* Task brief: Tally the lines in the items below that contain the word "construction", treating uppercase and lowercase as different. Give only the number.
+ + + + + + +
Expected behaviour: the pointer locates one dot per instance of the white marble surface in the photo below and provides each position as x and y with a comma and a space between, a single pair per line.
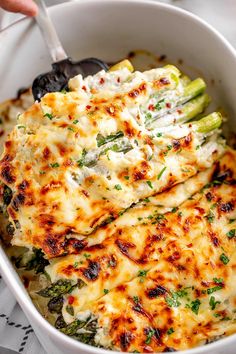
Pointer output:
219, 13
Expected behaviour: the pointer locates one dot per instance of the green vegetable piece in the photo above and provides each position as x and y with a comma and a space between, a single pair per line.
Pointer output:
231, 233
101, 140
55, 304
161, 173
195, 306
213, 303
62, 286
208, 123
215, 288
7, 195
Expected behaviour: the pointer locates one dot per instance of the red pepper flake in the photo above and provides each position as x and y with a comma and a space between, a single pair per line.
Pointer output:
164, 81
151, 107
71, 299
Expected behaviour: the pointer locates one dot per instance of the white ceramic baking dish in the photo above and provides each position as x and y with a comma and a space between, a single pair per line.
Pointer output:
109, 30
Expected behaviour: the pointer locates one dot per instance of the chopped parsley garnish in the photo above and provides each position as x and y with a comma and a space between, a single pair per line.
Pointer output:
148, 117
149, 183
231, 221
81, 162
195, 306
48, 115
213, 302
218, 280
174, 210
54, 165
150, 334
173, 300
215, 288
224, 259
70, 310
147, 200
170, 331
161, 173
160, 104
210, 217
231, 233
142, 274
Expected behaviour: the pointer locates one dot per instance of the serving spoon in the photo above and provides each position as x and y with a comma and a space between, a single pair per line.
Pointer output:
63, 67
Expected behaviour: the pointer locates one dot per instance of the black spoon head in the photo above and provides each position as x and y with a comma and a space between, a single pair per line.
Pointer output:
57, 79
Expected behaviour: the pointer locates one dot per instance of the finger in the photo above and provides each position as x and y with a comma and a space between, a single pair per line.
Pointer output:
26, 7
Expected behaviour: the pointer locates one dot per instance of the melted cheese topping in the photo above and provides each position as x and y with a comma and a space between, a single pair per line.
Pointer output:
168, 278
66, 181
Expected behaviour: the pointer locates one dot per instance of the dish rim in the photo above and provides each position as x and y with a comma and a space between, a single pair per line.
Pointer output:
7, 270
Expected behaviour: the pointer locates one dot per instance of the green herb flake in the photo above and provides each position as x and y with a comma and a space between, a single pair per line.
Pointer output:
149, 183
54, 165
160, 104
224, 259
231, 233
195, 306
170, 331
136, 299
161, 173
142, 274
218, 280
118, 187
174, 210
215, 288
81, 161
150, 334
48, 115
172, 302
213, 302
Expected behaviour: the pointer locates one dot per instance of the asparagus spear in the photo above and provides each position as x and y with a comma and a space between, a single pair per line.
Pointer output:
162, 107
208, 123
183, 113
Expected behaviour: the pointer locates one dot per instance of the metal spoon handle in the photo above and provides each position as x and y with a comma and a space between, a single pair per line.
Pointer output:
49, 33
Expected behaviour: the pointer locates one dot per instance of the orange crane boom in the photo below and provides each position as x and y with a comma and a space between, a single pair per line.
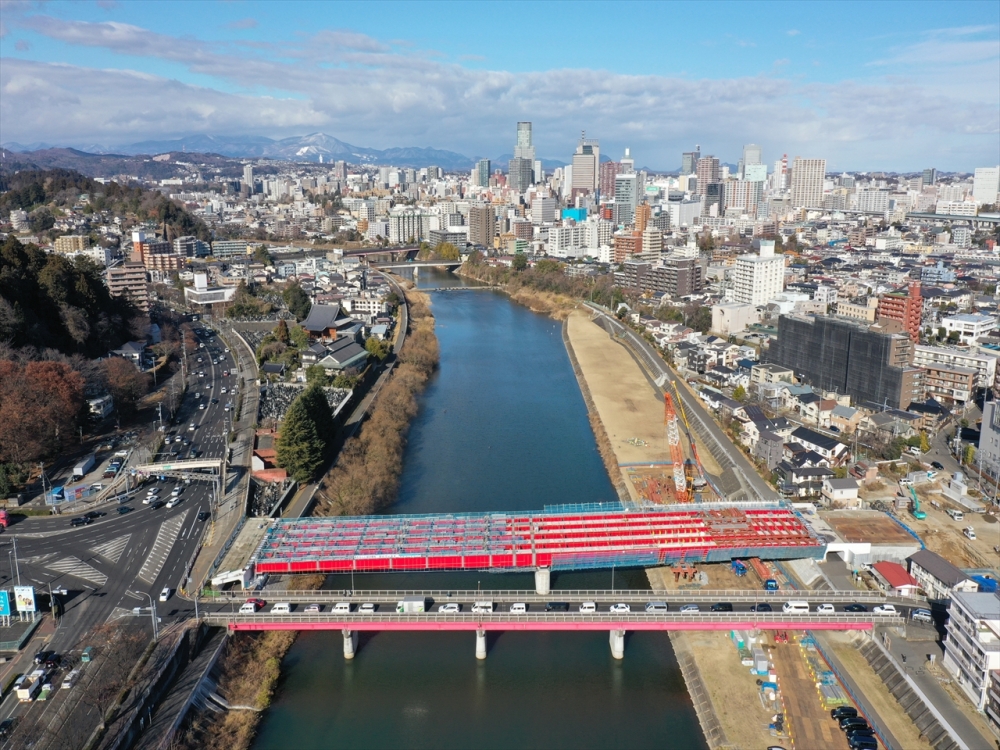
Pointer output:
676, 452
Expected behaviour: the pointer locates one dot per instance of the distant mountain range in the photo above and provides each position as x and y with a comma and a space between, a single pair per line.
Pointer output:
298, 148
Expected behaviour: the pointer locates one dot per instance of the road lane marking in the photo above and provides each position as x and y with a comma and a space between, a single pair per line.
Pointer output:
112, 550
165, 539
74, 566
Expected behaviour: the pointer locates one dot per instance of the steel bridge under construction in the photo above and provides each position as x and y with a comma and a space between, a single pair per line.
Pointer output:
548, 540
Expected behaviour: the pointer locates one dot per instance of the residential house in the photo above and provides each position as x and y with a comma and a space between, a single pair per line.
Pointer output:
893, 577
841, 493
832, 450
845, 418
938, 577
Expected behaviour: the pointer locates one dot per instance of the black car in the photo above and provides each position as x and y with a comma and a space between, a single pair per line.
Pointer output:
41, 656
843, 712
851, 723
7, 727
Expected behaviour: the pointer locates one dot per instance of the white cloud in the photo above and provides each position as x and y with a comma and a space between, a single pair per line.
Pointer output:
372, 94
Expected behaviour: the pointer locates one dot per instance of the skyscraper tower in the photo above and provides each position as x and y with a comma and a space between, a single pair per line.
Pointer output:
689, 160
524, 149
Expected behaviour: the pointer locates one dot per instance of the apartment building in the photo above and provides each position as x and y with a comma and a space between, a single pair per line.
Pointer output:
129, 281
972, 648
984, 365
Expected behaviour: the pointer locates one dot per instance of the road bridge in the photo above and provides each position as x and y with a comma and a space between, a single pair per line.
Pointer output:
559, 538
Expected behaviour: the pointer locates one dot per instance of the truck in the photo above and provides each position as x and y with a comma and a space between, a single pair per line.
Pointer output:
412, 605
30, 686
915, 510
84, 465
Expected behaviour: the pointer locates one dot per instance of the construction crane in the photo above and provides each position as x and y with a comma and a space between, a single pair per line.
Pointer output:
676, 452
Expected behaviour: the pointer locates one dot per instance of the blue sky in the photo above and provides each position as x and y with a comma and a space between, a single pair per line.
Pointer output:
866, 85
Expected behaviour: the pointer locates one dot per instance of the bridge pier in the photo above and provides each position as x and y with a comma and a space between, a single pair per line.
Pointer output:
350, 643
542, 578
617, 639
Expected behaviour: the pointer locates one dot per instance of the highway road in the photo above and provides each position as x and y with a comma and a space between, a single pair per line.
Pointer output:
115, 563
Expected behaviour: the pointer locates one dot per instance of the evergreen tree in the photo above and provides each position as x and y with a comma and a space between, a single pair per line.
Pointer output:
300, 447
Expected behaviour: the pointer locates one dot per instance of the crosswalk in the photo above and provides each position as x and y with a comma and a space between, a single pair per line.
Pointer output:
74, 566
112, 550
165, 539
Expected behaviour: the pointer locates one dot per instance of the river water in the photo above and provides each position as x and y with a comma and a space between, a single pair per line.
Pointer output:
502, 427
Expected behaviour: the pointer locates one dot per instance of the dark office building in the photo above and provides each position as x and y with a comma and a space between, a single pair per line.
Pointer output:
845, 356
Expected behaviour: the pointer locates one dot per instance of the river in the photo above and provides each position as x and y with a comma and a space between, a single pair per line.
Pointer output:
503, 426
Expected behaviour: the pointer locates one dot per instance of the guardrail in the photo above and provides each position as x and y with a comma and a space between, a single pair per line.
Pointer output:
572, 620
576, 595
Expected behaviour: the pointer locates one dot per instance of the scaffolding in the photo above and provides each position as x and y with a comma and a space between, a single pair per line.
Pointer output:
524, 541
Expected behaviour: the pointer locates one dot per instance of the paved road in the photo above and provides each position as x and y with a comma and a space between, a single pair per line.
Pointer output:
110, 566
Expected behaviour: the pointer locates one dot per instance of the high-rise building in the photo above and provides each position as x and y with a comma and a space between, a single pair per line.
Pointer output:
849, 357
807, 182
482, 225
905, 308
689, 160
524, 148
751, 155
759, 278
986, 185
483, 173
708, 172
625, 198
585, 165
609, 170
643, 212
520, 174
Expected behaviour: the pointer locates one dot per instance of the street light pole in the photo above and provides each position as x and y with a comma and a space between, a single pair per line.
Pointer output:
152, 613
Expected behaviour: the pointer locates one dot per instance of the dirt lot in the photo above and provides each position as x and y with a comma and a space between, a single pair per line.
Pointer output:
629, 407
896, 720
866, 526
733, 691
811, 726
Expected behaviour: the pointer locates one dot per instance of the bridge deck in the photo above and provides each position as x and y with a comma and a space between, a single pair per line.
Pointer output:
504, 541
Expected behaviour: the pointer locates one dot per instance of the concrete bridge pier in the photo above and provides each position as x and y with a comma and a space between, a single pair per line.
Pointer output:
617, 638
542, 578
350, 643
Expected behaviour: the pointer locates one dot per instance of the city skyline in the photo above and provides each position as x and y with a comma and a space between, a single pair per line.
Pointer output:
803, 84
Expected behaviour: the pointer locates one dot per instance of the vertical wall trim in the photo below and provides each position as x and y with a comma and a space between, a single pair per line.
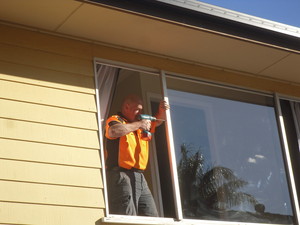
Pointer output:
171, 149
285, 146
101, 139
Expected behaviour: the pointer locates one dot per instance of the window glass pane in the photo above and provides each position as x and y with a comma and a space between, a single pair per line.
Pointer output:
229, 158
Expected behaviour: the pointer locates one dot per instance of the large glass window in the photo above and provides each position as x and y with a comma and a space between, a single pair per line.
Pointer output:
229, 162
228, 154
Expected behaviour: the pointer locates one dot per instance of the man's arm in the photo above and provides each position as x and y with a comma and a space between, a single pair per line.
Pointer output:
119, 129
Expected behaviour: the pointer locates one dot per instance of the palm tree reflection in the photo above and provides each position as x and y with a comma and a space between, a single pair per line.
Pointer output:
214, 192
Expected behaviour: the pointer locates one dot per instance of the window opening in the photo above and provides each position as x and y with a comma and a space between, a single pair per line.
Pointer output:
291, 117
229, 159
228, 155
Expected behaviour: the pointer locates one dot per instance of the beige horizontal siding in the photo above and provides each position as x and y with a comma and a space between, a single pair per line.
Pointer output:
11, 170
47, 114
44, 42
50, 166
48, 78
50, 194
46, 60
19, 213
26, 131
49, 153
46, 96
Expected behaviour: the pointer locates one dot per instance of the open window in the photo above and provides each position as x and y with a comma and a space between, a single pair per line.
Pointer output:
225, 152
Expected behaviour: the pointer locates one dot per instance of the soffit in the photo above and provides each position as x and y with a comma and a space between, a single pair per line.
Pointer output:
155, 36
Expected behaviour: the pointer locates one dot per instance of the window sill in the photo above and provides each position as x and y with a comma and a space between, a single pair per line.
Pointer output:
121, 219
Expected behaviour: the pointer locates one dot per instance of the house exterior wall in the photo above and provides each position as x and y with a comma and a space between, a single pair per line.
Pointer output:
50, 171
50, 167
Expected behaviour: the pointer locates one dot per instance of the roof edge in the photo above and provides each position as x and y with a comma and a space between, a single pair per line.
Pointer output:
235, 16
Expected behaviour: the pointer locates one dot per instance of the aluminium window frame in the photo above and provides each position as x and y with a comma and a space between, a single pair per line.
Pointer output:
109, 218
+ + + + + + +
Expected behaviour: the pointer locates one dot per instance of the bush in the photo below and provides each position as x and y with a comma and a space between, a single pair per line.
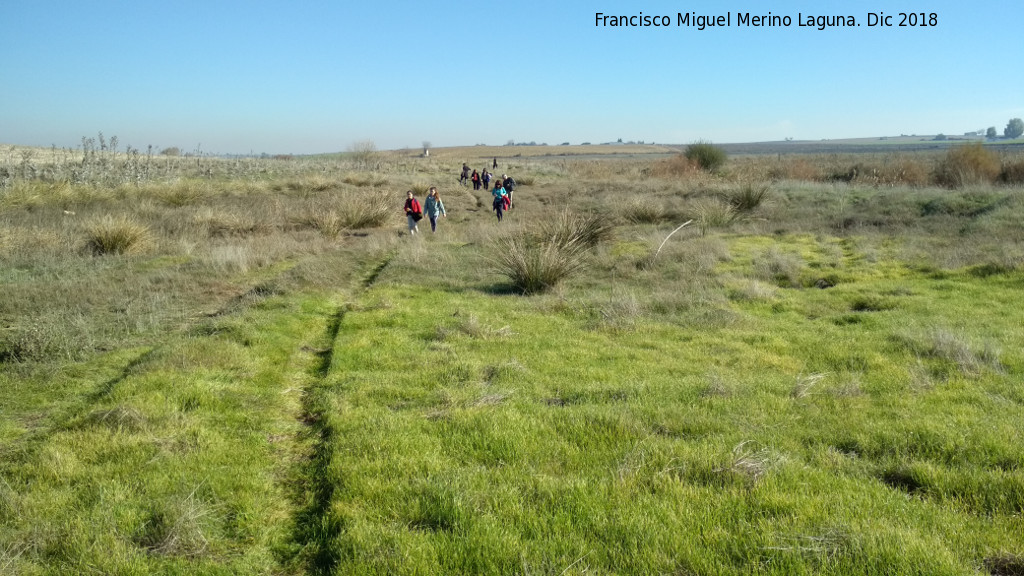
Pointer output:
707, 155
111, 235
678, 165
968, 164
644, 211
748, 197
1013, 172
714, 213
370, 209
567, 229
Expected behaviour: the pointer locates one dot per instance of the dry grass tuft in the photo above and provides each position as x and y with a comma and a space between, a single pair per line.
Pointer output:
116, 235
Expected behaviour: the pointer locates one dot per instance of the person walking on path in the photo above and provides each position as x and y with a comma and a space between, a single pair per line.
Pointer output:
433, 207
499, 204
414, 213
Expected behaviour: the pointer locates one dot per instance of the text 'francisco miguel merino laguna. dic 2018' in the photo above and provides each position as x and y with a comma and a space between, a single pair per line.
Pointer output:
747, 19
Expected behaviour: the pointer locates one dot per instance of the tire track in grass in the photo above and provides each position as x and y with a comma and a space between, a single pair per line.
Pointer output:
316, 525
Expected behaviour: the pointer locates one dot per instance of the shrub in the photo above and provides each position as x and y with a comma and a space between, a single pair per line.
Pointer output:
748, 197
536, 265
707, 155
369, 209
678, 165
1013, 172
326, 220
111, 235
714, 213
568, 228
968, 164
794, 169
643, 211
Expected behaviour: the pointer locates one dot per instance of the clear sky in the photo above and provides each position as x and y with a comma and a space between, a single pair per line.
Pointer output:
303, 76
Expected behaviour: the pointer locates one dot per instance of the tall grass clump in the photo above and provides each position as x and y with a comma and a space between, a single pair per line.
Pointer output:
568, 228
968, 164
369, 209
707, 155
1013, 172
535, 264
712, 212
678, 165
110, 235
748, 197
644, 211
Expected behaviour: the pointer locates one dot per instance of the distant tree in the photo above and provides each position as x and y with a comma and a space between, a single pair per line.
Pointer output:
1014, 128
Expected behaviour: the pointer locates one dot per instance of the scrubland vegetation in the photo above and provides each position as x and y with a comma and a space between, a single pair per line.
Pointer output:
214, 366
+ + + + + + +
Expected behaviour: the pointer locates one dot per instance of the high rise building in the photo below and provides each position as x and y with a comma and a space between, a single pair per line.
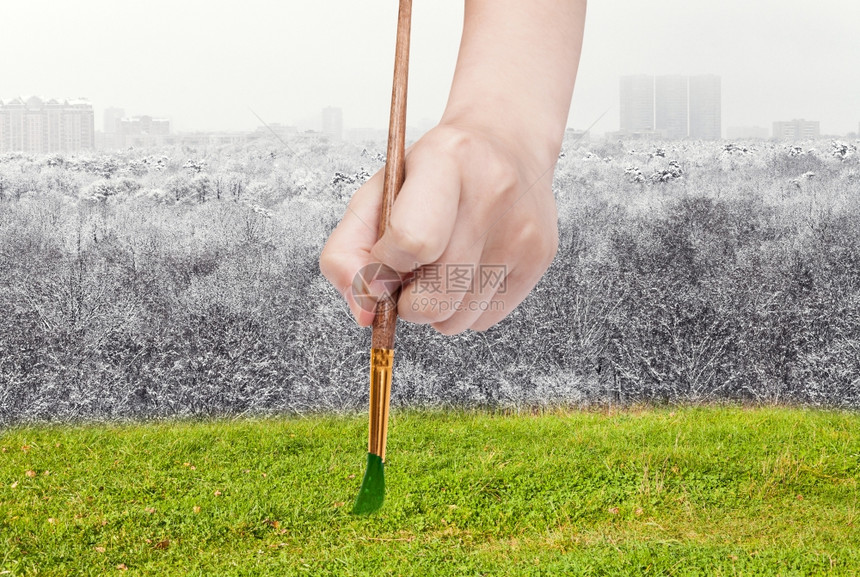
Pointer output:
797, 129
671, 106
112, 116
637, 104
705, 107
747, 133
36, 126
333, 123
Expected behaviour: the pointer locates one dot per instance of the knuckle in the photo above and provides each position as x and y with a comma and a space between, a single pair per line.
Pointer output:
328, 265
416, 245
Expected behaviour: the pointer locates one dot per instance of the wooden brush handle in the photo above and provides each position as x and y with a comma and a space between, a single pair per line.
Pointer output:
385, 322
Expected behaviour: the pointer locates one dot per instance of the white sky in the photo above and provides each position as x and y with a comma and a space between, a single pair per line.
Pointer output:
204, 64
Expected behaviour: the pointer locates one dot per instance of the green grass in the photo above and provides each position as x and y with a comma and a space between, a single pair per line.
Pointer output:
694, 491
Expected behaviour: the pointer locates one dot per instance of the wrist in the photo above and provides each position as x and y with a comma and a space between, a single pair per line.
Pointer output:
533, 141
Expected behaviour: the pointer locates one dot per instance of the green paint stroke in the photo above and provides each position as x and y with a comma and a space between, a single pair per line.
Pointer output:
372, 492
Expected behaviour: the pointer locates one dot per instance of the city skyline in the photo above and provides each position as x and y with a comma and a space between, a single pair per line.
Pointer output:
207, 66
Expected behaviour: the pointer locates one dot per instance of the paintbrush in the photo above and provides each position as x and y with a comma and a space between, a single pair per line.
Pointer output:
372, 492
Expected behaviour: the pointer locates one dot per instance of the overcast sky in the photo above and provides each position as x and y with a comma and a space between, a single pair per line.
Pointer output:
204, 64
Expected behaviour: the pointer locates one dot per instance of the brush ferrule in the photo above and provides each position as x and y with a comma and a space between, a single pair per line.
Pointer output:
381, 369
+ + + + + + +
* Expected answer: 2